▸ **TASK DIRECTIONS**: In the data below, find each line that contains the word "instance" and copy it.

▸ **PROVIDED RECORDS**:

- - - - - - -

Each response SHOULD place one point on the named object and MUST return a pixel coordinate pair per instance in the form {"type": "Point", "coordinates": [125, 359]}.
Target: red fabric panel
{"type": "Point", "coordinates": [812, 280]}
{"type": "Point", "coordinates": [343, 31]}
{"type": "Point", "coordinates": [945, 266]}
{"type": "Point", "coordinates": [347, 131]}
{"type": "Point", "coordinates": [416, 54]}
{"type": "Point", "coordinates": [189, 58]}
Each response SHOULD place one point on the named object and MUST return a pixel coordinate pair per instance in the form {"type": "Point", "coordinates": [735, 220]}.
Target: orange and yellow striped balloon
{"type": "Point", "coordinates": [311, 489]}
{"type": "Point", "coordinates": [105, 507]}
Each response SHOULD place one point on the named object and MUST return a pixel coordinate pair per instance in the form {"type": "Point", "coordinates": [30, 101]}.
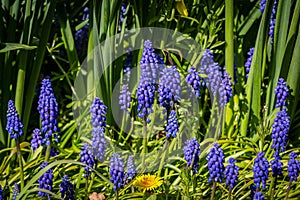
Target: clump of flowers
{"type": "Point", "coordinates": [87, 157]}
{"type": "Point", "coordinates": [293, 167]}
{"type": "Point", "coordinates": [169, 87]}
{"type": "Point", "coordinates": [215, 163]}
{"type": "Point", "coordinates": [117, 171]}
{"type": "Point", "coordinates": [281, 92]}
{"type": "Point", "coordinates": [16, 192]}
{"type": "Point", "coordinates": [280, 129]}
{"type": "Point", "coordinates": [147, 182]}
{"type": "Point", "coordinates": [131, 169]}
{"type": "Point", "coordinates": [37, 139]}
{"type": "Point", "coordinates": [260, 170]}
{"type": "Point", "coordinates": [45, 181]}
{"type": "Point", "coordinates": [248, 62]}
{"type": "Point", "coordinates": [192, 153]}
{"type": "Point", "coordinates": [194, 80]}
{"type": "Point", "coordinates": [48, 109]}
{"type": "Point", "coordinates": [14, 125]}
{"type": "Point", "coordinates": [67, 189]}
{"type": "Point", "coordinates": [172, 125]}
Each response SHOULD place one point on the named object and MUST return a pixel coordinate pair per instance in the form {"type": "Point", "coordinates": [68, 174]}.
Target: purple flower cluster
{"type": "Point", "coordinates": [194, 80]}
{"type": "Point", "coordinates": [276, 166]}
{"type": "Point", "coordinates": [248, 62]}
{"type": "Point", "coordinates": [280, 129]}
{"type": "Point", "coordinates": [172, 125]}
{"type": "Point", "coordinates": [117, 171]}
{"type": "Point", "coordinates": [125, 98]}
{"type": "Point", "coordinates": [98, 111]}
{"type": "Point", "coordinates": [169, 87]}
{"type": "Point", "coordinates": [16, 191]}
{"type": "Point", "coordinates": [192, 153]}
{"type": "Point", "coordinates": [281, 92]}
{"type": "Point", "coordinates": [258, 196]}
{"type": "Point", "coordinates": [215, 163]}
{"type": "Point", "coordinates": [145, 95]}
{"type": "Point", "coordinates": [14, 125]}
{"type": "Point", "coordinates": [98, 143]}
{"type": "Point", "coordinates": [225, 90]}
{"type": "Point", "coordinates": [37, 139]}
{"type": "Point", "coordinates": [260, 170]}
{"type": "Point", "coordinates": [231, 173]}
{"type": "Point", "coordinates": [67, 189]}
{"type": "Point", "coordinates": [87, 157]}
{"type": "Point", "coordinates": [131, 169]}
{"type": "Point", "coordinates": [293, 167]}
{"type": "Point", "coordinates": [48, 109]}
{"type": "Point", "coordinates": [45, 181]}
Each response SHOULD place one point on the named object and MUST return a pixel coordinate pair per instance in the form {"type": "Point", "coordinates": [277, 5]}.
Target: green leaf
{"type": "Point", "coordinates": [5, 47]}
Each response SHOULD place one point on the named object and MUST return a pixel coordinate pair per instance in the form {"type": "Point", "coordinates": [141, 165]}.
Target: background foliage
{"type": "Point", "coordinates": [38, 39]}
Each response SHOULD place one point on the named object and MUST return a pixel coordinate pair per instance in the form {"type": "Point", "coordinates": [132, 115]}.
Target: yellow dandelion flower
{"type": "Point", "coordinates": [147, 182]}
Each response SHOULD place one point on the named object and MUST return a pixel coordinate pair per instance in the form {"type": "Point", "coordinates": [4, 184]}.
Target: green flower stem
{"type": "Point", "coordinates": [229, 53]}
{"type": "Point", "coordinates": [213, 190]}
{"type": "Point", "coordinates": [288, 190]}
{"type": "Point", "coordinates": [47, 156]}
{"type": "Point", "coordinates": [144, 141]}
{"type": "Point", "coordinates": [20, 162]}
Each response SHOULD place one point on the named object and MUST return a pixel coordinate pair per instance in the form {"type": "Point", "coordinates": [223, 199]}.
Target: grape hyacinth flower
{"type": "Point", "coordinates": [276, 166]}
{"type": "Point", "coordinates": [122, 15]}
{"type": "Point", "coordinates": [231, 173]}
{"type": "Point", "coordinates": [194, 80]}
{"type": "Point", "coordinates": [248, 62]}
{"type": "Point", "coordinates": [87, 157]}
{"type": "Point", "coordinates": [280, 129]}
{"type": "Point", "coordinates": [81, 36]}
{"type": "Point", "coordinates": [37, 139]}
{"type": "Point", "coordinates": [98, 143]}
{"type": "Point", "coordinates": [281, 92]}
{"type": "Point", "coordinates": [16, 192]}
{"type": "Point", "coordinates": [225, 90]}
{"type": "Point", "coordinates": [213, 72]}
{"type": "Point", "coordinates": [192, 153]}
{"type": "Point", "coordinates": [14, 125]}
{"type": "Point", "coordinates": [169, 87]}
{"type": "Point", "coordinates": [98, 111]}
{"type": "Point", "coordinates": [48, 109]}
{"type": "Point", "coordinates": [215, 163]}
{"type": "Point", "coordinates": [260, 170]}
{"type": "Point", "coordinates": [131, 169]}
{"type": "Point", "coordinates": [67, 189]}
{"type": "Point", "coordinates": [293, 167]}
{"type": "Point", "coordinates": [45, 181]}
{"type": "Point", "coordinates": [273, 21]}
{"type": "Point", "coordinates": [262, 4]}
{"type": "Point", "coordinates": [125, 98]}
{"type": "Point", "coordinates": [172, 125]}
{"type": "Point", "coordinates": [127, 66]}
{"type": "Point", "coordinates": [258, 196]}
{"type": "Point", "coordinates": [1, 193]}
{"type": "Point", "coordinates": [117, 171]}
{"type": "Point", "coordinates": [151, 64]}
{"type": "Point", "coordinates": [145, 95]}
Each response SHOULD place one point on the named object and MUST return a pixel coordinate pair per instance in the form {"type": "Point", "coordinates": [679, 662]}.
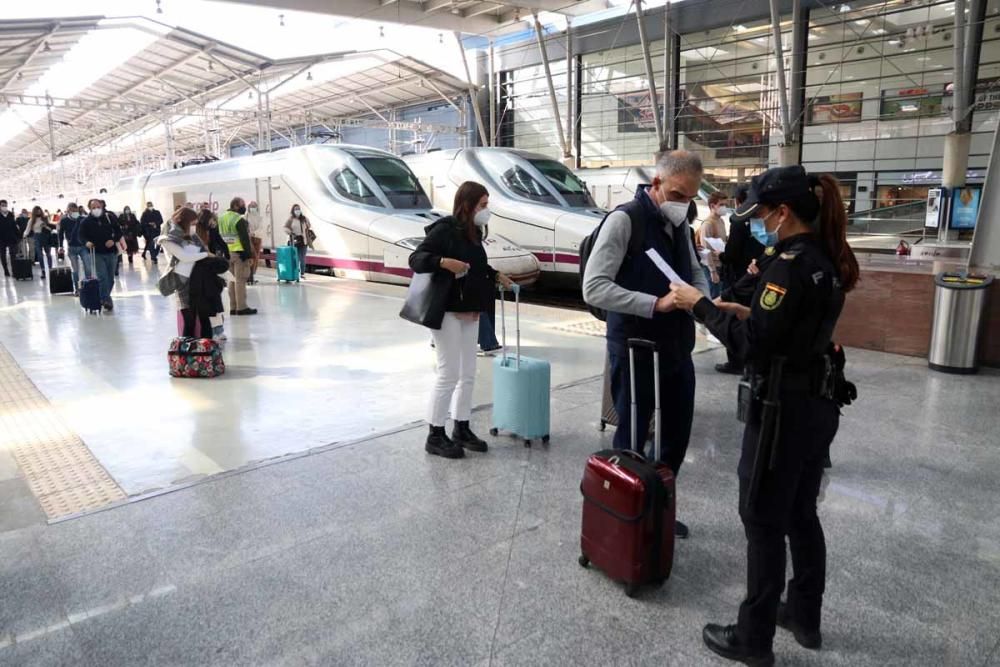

- - - - - - -

▸ **RESULT OF THE EXERCISE**:
Each response SHOULD place one point on the named object and MUST return a pixel coordinate pair per instance in the form {"type": "Point", "coordinates": [125, 359]}.
Each response SHOULD place one point on the named object and MUST return a pixel coordinate pair per instance in the form {"type": "Point", "coordinates": [735, 220]}.
Each response SHOULD place one point on the named object and MUST return a pixel coordinate pair per instance in the form {"type": "Point", "coordinates": [30, 101]}.
Each response SHOULD place one point on the named object and MUST return a pixel coordinate pair per instance in the form {"type": "Point", "coordinates": [68, 174]}.
Each response SHOULD place one point on the named object and MUST return a pixel coordinate pair per instance in the form {"type": "Point", "coordinates": [277, 5]}.
Each response SHOULD place one point on the named object and MUST return a pixel coordinate pair per instance in the form {"type": "Point", "coordinates": [141, 165]}.
Each response SHOULD place one point on the named object and MUST return a pixel coordinate pair per instance in the form {"type": "Point", "coordinates": [132, 115]}.
Each response SHOULD place one point on the named object and MUST return a pixel coordinate pair per instance in the form {"type": "Point", "coordinates": [4, 184]}.
Each response SHOULD place one point on the named object and MUST return a pixel coordinate pair per instance in the form {"type": "Point", "coordinates": [223, 199]}.
Each response SHOULD place one point on the named object and MUST return a pixel coordinate pair per instance in the form {"type": "Point", "coordinates": [679, 662]}.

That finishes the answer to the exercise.